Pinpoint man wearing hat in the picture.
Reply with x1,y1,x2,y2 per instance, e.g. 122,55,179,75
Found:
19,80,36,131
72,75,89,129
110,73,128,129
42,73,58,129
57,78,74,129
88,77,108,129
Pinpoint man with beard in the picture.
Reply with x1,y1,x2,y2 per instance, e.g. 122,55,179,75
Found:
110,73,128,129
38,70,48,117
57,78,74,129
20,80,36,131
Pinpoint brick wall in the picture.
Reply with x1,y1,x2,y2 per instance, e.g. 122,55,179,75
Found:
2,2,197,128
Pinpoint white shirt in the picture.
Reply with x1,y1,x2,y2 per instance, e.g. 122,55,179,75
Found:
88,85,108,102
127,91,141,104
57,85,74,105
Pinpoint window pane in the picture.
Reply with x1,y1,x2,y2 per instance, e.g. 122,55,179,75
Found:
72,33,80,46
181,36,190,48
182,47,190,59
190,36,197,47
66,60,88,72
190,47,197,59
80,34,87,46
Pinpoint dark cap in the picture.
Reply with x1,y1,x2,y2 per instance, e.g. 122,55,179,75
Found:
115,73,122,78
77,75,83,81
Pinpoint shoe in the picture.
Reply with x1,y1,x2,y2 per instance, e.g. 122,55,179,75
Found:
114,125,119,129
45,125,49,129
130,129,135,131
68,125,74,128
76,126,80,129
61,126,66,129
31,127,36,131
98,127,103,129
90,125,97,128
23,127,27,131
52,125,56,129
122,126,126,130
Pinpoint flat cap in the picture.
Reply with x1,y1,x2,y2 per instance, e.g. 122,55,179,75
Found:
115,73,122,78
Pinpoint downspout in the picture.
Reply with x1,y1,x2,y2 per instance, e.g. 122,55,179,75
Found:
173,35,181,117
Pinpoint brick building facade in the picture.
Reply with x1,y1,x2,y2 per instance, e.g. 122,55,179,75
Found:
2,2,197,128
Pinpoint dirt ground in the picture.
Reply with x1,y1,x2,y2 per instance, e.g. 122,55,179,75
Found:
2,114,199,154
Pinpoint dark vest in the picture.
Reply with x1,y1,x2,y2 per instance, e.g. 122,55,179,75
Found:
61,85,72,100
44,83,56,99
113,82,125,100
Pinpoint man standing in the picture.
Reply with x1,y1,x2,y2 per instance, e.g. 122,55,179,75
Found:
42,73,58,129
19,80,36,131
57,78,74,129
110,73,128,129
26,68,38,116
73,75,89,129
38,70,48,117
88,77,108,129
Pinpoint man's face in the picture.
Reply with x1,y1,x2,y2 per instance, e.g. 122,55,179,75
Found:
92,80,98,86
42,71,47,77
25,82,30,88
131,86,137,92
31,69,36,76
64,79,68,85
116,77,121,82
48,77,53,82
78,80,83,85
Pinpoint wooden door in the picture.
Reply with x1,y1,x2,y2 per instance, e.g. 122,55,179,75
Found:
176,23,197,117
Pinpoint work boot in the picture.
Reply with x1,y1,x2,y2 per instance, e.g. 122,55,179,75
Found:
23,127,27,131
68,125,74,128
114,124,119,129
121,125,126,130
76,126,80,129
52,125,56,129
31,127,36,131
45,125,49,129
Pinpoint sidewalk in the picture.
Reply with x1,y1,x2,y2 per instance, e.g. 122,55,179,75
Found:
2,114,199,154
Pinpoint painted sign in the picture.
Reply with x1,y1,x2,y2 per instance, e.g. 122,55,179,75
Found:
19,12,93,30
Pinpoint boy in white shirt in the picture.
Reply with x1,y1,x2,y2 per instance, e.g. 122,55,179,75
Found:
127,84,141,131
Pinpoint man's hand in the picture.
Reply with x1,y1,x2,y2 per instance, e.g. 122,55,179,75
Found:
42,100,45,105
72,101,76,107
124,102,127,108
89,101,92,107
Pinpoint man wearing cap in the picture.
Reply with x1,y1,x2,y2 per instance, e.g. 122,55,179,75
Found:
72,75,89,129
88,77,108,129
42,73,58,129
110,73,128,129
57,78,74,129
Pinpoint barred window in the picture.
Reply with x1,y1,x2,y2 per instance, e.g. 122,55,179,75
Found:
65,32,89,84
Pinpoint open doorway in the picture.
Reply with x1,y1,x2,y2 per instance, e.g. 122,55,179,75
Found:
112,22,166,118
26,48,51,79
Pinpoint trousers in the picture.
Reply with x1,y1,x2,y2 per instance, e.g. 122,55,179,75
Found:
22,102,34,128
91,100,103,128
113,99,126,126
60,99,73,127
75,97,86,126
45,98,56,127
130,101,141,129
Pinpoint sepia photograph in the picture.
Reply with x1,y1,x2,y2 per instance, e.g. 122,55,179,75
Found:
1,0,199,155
• • •
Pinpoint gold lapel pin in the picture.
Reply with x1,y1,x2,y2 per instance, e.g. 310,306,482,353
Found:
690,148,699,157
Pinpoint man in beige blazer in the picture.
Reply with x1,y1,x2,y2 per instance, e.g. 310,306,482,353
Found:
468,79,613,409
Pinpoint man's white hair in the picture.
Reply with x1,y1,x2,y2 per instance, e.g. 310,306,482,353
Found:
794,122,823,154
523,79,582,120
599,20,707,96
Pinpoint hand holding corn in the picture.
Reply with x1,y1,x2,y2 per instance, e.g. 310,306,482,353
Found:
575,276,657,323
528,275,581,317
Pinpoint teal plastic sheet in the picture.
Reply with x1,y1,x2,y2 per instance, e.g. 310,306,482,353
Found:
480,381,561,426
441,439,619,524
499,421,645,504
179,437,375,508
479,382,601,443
• • •
*Exercise objective:* Looking through the data above, copy out each line in which the string "window" occurs.

*Answer to this exercise:*
Pinpoint window pane in the picture.
Pinpoint barred window in the picture.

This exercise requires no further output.